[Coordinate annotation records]
((

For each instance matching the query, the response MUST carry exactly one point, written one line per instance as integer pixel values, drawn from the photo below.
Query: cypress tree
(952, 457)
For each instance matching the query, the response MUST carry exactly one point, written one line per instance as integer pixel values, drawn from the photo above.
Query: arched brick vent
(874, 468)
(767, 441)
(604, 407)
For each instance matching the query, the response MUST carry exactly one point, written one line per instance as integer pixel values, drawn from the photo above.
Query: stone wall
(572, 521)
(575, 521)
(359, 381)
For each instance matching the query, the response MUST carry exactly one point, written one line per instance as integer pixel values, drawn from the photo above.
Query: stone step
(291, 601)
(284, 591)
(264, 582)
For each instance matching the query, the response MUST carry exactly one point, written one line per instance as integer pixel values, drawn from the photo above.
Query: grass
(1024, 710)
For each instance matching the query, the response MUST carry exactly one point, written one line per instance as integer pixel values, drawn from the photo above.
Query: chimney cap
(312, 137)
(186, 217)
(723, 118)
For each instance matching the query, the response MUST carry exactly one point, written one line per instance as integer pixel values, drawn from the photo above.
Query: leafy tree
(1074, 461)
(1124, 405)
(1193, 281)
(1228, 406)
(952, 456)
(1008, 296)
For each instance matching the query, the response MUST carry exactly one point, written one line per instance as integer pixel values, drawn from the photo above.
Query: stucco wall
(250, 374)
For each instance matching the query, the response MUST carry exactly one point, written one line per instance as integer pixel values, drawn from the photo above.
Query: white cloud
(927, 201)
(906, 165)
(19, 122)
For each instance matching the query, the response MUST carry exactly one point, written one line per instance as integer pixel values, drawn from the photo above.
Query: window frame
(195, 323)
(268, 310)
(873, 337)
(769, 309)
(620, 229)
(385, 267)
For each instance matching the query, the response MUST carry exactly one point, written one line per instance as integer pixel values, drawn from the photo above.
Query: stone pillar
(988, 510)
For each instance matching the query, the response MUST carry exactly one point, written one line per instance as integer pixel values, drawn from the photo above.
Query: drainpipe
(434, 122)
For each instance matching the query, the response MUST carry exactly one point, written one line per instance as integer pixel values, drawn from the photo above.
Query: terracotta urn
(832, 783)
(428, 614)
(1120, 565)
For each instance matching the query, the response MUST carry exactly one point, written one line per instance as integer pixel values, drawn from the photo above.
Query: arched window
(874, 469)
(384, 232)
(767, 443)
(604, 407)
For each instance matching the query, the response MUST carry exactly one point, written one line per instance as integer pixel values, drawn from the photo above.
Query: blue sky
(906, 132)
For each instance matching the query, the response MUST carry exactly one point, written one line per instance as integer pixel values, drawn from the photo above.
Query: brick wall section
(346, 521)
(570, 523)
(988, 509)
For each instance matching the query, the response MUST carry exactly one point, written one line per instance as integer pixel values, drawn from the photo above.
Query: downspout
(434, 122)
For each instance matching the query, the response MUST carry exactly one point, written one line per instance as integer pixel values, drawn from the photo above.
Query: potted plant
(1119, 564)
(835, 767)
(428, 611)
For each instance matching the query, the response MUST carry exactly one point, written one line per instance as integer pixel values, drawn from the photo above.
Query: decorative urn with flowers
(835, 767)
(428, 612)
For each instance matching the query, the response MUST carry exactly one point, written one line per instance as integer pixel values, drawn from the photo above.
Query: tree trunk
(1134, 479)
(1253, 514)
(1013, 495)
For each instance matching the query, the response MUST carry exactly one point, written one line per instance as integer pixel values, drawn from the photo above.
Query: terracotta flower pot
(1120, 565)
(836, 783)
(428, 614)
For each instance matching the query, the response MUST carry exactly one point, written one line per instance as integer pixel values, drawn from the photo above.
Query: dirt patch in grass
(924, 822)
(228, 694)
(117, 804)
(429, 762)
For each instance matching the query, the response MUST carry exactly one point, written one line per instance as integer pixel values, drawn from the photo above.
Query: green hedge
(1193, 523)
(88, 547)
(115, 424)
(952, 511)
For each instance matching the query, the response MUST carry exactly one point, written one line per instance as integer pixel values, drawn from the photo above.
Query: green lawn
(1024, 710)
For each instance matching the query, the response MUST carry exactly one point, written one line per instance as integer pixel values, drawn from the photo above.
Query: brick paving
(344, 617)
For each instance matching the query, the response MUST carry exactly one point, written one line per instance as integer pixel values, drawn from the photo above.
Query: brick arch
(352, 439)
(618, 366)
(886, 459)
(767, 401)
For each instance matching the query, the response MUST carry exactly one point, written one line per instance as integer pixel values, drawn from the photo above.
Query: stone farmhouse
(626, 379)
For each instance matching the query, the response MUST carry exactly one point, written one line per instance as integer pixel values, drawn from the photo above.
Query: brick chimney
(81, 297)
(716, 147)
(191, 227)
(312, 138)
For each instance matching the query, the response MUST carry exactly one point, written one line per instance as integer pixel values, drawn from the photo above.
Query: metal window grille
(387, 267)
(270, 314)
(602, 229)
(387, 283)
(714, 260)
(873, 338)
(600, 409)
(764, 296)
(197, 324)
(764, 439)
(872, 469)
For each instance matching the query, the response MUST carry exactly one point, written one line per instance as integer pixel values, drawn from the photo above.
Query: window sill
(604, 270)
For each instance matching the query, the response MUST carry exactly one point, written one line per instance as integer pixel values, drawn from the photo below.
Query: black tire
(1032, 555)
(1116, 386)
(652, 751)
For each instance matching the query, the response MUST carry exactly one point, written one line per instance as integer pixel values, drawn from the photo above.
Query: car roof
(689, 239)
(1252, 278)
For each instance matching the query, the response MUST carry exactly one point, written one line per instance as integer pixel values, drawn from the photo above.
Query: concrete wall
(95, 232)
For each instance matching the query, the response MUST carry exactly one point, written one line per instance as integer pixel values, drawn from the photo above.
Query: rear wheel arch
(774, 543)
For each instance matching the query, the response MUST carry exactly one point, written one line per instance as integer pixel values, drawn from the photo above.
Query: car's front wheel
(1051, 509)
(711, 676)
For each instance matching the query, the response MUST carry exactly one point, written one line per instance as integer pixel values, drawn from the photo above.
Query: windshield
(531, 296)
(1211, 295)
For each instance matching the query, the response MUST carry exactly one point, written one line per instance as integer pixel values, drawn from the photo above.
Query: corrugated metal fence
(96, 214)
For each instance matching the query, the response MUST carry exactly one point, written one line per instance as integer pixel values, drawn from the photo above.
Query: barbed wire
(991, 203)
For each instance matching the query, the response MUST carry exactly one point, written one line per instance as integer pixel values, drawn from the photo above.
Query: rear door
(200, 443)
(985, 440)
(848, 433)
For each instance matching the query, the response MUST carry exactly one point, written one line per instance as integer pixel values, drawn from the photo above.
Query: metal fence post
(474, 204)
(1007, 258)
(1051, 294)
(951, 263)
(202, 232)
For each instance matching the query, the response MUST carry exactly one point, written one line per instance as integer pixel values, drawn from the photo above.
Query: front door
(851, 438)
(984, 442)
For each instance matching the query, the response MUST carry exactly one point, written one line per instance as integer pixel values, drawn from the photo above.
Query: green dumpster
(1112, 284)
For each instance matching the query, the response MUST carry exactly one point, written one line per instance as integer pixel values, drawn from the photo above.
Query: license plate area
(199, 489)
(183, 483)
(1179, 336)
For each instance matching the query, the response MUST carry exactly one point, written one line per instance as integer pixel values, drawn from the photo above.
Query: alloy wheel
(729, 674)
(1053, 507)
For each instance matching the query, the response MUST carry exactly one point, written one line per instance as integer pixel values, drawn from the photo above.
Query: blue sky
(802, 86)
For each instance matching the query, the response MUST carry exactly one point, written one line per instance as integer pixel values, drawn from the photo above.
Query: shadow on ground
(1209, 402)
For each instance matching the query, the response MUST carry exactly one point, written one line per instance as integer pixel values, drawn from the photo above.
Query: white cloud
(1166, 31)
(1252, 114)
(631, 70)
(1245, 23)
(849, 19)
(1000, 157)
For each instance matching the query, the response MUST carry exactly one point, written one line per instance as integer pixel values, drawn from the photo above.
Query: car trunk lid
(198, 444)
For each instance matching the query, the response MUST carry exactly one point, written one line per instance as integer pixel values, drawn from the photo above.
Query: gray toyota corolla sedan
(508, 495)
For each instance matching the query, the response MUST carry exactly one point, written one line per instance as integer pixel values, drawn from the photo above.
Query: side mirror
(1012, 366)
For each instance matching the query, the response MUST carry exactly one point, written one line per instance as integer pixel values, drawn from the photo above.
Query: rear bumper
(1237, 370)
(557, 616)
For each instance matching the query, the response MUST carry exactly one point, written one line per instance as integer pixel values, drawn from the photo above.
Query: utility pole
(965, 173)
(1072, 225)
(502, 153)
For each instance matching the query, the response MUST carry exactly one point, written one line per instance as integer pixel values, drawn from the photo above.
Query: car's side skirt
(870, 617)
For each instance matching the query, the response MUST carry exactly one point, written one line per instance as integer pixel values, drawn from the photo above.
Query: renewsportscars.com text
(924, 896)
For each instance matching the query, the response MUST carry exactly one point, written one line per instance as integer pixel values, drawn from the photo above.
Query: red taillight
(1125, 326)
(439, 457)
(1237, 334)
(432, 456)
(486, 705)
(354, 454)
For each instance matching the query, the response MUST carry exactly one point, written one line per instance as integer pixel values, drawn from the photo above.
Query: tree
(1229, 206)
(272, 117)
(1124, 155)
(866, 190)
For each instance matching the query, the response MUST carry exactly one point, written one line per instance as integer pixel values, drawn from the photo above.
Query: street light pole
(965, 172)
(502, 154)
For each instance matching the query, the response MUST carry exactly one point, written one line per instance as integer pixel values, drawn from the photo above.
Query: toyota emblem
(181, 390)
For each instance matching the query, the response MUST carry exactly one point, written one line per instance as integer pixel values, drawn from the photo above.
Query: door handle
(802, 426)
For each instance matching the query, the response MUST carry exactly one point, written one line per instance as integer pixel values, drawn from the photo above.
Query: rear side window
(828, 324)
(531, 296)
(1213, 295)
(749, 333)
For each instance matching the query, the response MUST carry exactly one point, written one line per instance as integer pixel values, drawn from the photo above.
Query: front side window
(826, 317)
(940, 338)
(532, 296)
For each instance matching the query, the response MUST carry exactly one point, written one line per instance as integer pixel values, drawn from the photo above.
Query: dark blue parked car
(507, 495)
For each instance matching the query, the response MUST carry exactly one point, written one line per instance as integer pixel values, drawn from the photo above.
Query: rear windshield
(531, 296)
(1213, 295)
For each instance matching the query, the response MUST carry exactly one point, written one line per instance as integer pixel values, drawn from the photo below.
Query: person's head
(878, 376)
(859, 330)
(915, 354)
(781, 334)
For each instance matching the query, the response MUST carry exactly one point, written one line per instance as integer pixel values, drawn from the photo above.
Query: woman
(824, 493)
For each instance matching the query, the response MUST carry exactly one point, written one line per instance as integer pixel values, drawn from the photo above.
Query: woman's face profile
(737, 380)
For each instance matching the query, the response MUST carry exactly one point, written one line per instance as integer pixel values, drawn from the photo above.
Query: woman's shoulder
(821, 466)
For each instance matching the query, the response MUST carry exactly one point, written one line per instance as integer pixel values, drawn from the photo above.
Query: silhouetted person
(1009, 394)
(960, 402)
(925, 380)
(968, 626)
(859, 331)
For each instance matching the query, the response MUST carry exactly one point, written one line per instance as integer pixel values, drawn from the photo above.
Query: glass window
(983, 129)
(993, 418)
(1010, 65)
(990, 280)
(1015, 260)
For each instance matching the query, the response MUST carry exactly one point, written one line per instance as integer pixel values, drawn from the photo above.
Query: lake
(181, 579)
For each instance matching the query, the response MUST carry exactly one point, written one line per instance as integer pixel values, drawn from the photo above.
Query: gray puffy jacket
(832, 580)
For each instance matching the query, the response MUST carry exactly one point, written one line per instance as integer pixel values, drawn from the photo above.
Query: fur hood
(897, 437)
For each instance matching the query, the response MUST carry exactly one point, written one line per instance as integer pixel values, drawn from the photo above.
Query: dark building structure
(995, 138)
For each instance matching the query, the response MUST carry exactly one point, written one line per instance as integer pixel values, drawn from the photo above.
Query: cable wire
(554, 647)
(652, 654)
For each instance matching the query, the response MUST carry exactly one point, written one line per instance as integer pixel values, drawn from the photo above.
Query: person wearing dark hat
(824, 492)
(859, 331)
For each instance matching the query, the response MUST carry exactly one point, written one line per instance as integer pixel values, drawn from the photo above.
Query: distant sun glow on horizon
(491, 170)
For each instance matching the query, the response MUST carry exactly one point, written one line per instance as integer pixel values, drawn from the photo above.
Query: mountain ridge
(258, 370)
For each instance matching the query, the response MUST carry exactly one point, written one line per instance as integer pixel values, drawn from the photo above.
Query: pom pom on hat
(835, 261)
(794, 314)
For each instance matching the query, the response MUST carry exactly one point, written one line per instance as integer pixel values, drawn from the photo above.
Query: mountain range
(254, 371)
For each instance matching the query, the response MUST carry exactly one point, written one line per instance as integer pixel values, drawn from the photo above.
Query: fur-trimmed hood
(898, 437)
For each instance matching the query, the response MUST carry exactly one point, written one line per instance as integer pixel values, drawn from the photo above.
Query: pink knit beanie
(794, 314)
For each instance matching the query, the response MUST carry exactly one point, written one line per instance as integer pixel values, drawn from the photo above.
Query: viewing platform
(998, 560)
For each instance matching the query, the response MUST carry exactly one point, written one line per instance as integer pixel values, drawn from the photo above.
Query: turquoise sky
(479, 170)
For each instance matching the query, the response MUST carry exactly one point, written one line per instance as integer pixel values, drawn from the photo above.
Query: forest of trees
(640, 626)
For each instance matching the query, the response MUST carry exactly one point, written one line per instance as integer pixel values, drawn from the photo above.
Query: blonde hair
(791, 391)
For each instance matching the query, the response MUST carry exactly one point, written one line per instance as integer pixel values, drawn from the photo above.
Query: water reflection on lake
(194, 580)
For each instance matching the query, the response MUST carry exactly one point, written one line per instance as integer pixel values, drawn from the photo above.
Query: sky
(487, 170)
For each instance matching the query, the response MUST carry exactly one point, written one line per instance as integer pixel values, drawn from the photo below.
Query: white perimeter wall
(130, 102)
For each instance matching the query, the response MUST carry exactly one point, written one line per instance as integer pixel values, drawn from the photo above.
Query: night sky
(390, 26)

))

(Work to do)
Please count the lines above that contain the string "chimney" and give only that number. Case counts.

(Correct answer)
2